## [WHAT TO PRODUCE]
Find the string "instance" in the listing below and return each line it appears in.

## [DATA LISTING]
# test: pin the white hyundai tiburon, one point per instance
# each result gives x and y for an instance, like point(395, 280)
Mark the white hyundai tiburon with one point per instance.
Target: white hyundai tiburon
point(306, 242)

## [THE ANSWER]
# test: pin the white hyundai tiburon, one point per instance
# each result gives x and y for an instance, like point(395, 280)
Mark the white hyundai tiburon with one point per instance.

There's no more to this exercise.